- _Written request_
Reproduce verbatim the part of the material that begins with the line containing "Mark the region of each instance of the purple" and ends with the line containing "[[129,381],[0,381],[0,670],[151,669],[190,451]]", including both of those lines.

Region annotation entries
-----

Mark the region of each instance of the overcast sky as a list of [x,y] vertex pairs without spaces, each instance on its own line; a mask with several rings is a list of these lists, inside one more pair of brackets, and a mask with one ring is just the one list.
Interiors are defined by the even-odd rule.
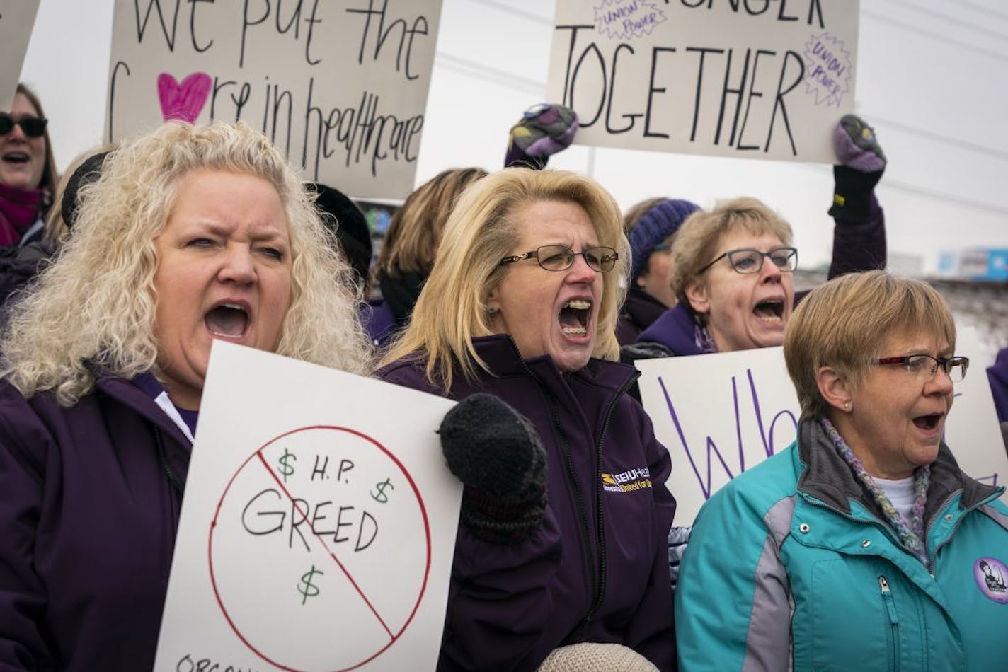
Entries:
[[[60,167],[102,139],[112,10],[41,0],[22,79],[42,99]],[[544,100],[552,13],[548,0],[444,1],[417,183],[451,166],[499,167],[508,128]],[[860,19],[856,111],[889,157],[878,194],[897,268],[904,255],[932,271],[940,251],[1008,248],[1008,6],[863,0]],[[550,165],[590,172],[624,209],[757,196],[791,223],[802,267],[829,260],[827,165],[577,146]]]

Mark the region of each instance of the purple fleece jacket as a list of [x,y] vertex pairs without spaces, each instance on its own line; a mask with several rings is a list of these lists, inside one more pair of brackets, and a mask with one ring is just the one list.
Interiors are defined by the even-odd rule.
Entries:
[[994,395],[998,422],[1008,422],[1008,348],[999,350],[994,366],[987,368],[987,381]]
[[129,381],[0,381],[0,670],[151,669],[190,451]]
[[[636,372],[592,360],[564,375],[548,357],[523,361],[509,337],[473,344],[493,374],[456,380],[449,396],[490,392],[532,422],[548,455],[547,506],[542,529],[515,546],[460,526],[437,669],[534,670],[554,648],[578,642],[623,644],[674,669],[671,462],[626,394]],[[379,377],[442,392],[418,359]]]

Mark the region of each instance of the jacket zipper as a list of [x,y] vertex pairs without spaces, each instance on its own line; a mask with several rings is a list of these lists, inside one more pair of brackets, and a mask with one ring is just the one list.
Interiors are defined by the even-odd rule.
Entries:
[[899,619],[896,617],[896,604],[893,602],[892,591],[886,577],[879,576],[879,588],[882,590],[882,603],[889,616],[889,669],[899,670]]
[[585,615],[585,624],[592,620],[592,617],[602,608],[602,602],[606,598],[606,529],[605,529],[605,517],[604,517],[604,498],[602,491],[602,444],[606,440],[606,433],[609,431],[609,421],[613,417],[613,410],[616,408],[616,402],[619,401],[620,397],[626,394],[626,391],[630,389],[630,386],[640,377],[640,372],[635,371],[630,380],[627,381],[623,387],[621,387],[617,393],[613,396],[612,401],[609,402],[609,406],[606,408],[606,414],[602,421],[602,431],[599,433],[599,442],[595,449],[595,499],[597,502],[599,510],[598,518],[598,540],[599,540],[599,590],[596,593],[595,603],[592,604],[592,609],[588,611]]
[[578,480],[578,474],[574,468],[574,457],[571,452],[571,439],[566,432],[563,430],[563,426],[559,422],[559,418],[556,414],[556,395],[542,382],[535,372],[529,368],[525,361],[521,358],[521,354],[518,352],[518,347],[514,345],[511,341],[511,347],[514,349],[515,355],[521,362],[522,368],[528,374],[528,376],[536,382],[539,389],[545,394],[546,401],[549,405],[549,416],[553,422],[553,429],[556,431],[560,439],[560,449],[563,452],[564,462],[568,469],[568,478],[571,480],[575,489],[575,499],[578,505],[578,516],[581,519],[582,531],[585,535],[585,558],[589,566],[591,575],[591,591],[595,595],[595,599],[592,602],[592,607],[589,608],[588,614],[585,615],[582,621],[583,625],[588,625],[591,622],[592,617],[595,616],[596,612],[602,607],[602,602],[605,599],[606,588],[606,530],[605,530],[605,519],[603,517],[603,500],[602,500],[602,487],[600,482],[602,480],[602,443],[605,441],[606,432],[609,429],[609,420],[612,418],[613,410],[616,408],[616,402],[619,398],[626,394],[626,391],[630,389],[634,381],[640,377],[640,372],[635,371],[634,375],[624,383],[624,385],[616,392],[613,396],[612,401],[609,402],[609,406],[606,408],[605,419],[602,423],[602,433],[599,436],[599,442],[596,447],[596,460],[595,460],[595,498],[596,506],[598,507],[598,524],[596,527],[596,544],[599,550],[599,566],[596,568],[595,557],[592,554],[592,544],[591,544],[591,529],[589,527],[588,521],[588,511],[585,509],[585,495],[581,488],[581,482]]
[[[515,349],[515,354],[518,355],[518,349],[516,346],[514,346],[513,342],[512,346]],[[598,570],[595,565],[595,556],[592,553],[592,541],[591,541],[592,530],[588,524],[589,517],[588,517],[588,512],[585,509],[585,494],[584,491],[582,491],[581,482],[578,480],[578,474],[574,468],[574,456],[572,455],[571,452],[571,438],[568,436],[566,431],[564,431],[563,426],[560,424],[559,417],[557,416],[556,396],[546,386],[546,384],[542,382],[542,380],[535,374],[535,372],[533,372],[528,367],[528,365],[525,364],[525,361],[521,359],[520,355],[518,355],[518,359],[521,362],[522,367],[524,367],[525,371],[528,373],[529,377],[533,381],[535,381],[536,385],[539,387],[539,390],[546,397],[546,404],[549,407],[549,417],[553,423],[553,431],[556,432],[557,438],[559,439],[560,443],[560,452],[563,454],[563,461],[566,466],[568,479],[574,486],[575,503],[578,508],[578,518],[581,521],[582,534],[584,535],[585,543],[583,545],[583,548],[585,550],[585,562],[589,568],[590,590],[592,594],[597,595],[599,593],[599,579],[598,579]],[[591,614],[591,611],[589,613]]]

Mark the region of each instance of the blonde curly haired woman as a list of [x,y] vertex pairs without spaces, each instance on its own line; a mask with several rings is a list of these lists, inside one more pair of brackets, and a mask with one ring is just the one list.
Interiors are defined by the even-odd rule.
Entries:
[[166,125],[82,188],[0,343],[0,667],[150,669],[211,343],[370,368],[329,243],[242,124]]

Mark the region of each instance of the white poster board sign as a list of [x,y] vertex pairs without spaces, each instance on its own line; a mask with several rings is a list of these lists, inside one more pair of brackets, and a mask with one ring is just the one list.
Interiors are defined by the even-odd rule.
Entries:
[[9,112],[35,25],[38,0],[0,0],[0,112]]
[[548,99],[599,147],[835,161],[858,0],[556,0]]
[[434,669],[453,404],[216,342],[154,669]]
[[[946,442],[966,474],[1000,486],[1008,480],[1008,457],[981,352],[976,330],[960,329],[956,354],[973,357],[975,366],[956,385]],[[796,437],[800,407],[781,348],[635,364],[644,409],[671,453],[667,485],[678,503],[676,526],[691,525],[719,488]]]
[[413,188],[440,0],[116,0],[106,139],[242,120],[304,179]]

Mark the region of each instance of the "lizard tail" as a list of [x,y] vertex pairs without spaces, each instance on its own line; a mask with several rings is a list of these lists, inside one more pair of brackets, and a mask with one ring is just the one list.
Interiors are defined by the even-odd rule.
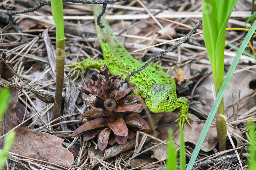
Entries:
[[96,26],[96,31],[98,37],[101,38],[106,38],[108,37],[116,37],[111,29],[110,26],[108,24],[107,21],[103,15],[101,18],[101,22],[104,26],[104,27],[101,29],[97,24],[97,17],[101,13],[102,11],[102,7],[99,4],[93,5],[93,14],[94,15],[95,25]]

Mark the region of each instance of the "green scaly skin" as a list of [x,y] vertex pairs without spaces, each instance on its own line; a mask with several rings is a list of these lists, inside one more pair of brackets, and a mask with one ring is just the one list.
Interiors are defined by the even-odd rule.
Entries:
[[[94,8],[96,18],[101,12],[101,8],[99,5],[94,5]],[[101,40],[101,47],[104,60],[88,58],[65,67],[74,67],[70,72],[70,74],[76,69],[81,69],[83,71],[90,68],[95,68],[100,70],[101,66],[106,64],[109,68],[110,74],[123,74],[124,79],[125,75],[139,68],[143,63],[134,58],[121,45],[104,16],[101,18],[101,22],[105,26],[103,29],[97,25],[95,19],[98,37]],[[163,70],[163,67],[151,63],[130,77],[130,82],[135,86],[137,93],[145,98],[147,106],[153,112],[169,112],[180,108],[180,116],[176,121],[180,121],[182,127],[185,122],[190,126],[188,120],[191,118],[188,116],[187,99],[184,97],[177,98],[176,84],[174,79],[159,70]]]

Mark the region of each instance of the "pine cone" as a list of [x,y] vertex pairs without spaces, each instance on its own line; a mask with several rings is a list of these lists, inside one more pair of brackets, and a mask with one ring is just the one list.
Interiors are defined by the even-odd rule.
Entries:
[[[133,138],[134,130],[149,129],[149,127],[139,114],[141,105],[134,104],[140,97],[129,96],[132,93],[131,87],[117,91],[124,82],[121,80],[123,75],[110,76],[106,65],[101,67],[101,71],[104,76],[98,75],[98,80],[94,82],[89,79],[86,86],[78,87],[79,91],[88,95],[87,101],[93,110],[77,117],[85,122],[71,136],[84,132],[84,140],[88,140],[99,134],[98,146],[103,151],[108,143],[124,144],[128,139]],[[116,81],[117,79],[119,81]]]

-----

- _Result of this exercise_
Mark the region of each instance of the purple fleece jacket as a list of [x,y] vertex pairs without spaces, each instance on its own line; a mask with several rings is a list of these lists, inside one more pair of brackets, and a mask with one ring is just the one list.
Interiors are defined by the even-odd rule.
Entries:
[[994,395],[998,422],[1008,422],[1008,348],[999,350],[994,366],[987,368],[987,381]]
[[129,381],[0,381],[0,670],[151,669],[190,451]]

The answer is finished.